WRITTEN PROBLEM — Pull out every line of the material below that contains the word "kitchen".

PROVIDED INFORMATION —
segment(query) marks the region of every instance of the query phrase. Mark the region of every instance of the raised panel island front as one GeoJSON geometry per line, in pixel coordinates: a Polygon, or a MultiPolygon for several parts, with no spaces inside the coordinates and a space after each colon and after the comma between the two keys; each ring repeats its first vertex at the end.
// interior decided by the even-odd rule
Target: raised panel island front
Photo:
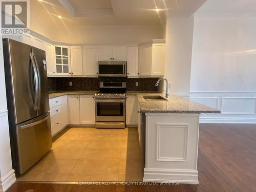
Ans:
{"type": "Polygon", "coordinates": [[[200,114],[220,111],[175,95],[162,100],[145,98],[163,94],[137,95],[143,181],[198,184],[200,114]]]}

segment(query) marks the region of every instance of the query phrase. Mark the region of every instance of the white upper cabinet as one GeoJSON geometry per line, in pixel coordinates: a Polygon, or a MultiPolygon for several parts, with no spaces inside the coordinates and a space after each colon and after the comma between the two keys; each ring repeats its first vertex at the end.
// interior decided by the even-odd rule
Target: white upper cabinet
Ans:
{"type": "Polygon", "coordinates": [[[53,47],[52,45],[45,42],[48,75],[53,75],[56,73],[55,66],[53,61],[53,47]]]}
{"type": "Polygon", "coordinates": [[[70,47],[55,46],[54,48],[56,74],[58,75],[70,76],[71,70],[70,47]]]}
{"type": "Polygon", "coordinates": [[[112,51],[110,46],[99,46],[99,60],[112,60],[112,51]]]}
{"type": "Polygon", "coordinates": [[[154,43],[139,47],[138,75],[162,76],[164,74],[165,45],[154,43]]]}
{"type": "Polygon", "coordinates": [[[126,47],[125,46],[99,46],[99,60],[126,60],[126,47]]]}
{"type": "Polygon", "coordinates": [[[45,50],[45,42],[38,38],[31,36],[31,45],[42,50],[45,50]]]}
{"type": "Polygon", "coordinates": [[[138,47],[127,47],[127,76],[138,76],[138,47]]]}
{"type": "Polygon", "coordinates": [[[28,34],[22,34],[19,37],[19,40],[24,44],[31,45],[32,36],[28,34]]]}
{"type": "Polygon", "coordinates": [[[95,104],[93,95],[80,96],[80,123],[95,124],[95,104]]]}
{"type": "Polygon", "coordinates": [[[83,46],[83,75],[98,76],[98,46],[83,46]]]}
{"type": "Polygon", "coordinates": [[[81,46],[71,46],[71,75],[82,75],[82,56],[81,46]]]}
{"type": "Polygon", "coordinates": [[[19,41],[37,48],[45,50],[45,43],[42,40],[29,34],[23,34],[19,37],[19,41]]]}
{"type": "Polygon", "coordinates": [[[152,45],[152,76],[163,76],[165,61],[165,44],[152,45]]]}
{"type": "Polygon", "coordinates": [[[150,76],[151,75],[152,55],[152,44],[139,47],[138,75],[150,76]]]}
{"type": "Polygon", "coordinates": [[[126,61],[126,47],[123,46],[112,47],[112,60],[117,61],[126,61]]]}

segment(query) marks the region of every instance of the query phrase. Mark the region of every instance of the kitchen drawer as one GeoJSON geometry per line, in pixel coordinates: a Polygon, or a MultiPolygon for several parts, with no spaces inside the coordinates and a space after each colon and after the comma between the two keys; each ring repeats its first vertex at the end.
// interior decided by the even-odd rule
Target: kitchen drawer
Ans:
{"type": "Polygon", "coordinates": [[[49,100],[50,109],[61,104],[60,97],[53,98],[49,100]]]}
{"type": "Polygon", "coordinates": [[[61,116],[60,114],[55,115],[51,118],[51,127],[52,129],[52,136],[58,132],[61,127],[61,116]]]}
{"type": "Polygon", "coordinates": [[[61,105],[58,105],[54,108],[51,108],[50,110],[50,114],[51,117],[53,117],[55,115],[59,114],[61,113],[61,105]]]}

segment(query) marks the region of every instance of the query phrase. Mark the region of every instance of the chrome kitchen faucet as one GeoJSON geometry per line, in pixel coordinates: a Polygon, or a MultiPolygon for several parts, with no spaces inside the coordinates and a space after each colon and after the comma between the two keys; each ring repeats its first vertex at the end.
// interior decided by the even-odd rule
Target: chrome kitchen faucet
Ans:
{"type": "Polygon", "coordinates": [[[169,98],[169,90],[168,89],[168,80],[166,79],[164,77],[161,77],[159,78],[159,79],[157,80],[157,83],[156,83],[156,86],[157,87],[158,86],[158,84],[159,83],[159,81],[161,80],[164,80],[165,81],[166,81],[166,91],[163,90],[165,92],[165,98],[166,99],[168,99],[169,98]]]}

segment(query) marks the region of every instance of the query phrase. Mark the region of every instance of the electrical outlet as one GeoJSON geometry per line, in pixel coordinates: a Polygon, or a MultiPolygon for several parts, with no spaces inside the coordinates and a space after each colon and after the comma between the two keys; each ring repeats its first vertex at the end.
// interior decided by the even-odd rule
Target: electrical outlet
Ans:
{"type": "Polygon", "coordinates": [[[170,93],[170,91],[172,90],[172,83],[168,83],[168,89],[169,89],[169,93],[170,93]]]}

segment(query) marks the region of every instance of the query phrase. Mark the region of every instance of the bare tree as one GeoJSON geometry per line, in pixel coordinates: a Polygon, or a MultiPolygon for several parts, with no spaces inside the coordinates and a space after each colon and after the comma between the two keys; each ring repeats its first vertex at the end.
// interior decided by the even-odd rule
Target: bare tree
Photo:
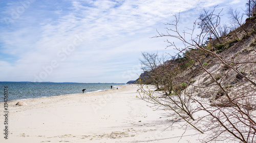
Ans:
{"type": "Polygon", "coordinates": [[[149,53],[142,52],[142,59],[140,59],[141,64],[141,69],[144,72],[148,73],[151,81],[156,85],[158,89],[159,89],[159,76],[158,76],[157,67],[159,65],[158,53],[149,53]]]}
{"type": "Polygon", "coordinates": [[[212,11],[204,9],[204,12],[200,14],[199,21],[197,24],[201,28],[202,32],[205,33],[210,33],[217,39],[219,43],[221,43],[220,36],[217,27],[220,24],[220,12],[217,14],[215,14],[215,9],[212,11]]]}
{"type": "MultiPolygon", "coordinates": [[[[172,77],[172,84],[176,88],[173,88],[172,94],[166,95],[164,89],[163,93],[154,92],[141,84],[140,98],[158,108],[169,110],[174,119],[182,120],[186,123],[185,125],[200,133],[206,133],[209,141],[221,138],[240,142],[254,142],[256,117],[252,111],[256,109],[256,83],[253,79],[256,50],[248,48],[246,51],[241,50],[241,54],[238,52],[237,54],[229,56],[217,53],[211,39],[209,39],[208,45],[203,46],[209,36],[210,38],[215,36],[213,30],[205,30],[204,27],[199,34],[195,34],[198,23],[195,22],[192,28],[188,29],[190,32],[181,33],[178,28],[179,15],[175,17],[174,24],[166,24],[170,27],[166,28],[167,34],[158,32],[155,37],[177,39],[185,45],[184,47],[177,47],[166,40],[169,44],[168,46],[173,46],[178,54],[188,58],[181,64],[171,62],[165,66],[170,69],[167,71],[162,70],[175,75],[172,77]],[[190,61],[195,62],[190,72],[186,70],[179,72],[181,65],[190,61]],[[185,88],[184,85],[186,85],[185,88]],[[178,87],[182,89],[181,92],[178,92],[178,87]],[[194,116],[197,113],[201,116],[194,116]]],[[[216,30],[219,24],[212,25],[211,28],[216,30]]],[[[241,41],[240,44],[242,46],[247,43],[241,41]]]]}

RESULT OF THE EXERCISE —
segment(query) marks the region of every instance of the query phrase. Mark the region of every instance of the kitchen drawer as one GeoJSON geometry per line, in pixel coordinates: a Polygon, or a MultiPolygon for several parts, with no spaces inside the coordinates and a space after each colon and after the comma between the two keys; each ring repeats its first vertex at the end.
Target: kitchen drawer
segment(query) marks the region of every instance of the query phrase. Mark the region of every instance of the chrome kitchen faucet as one GeoJSON geometry per line, in pixel coordinates: a Polygon, or a MultiPolygon for several parts, with no spaces inside the coordinates and a space after each colon and after the comma between the two keys; each ring repeats its first vertex at the end.
Target: chrome kitchen faucet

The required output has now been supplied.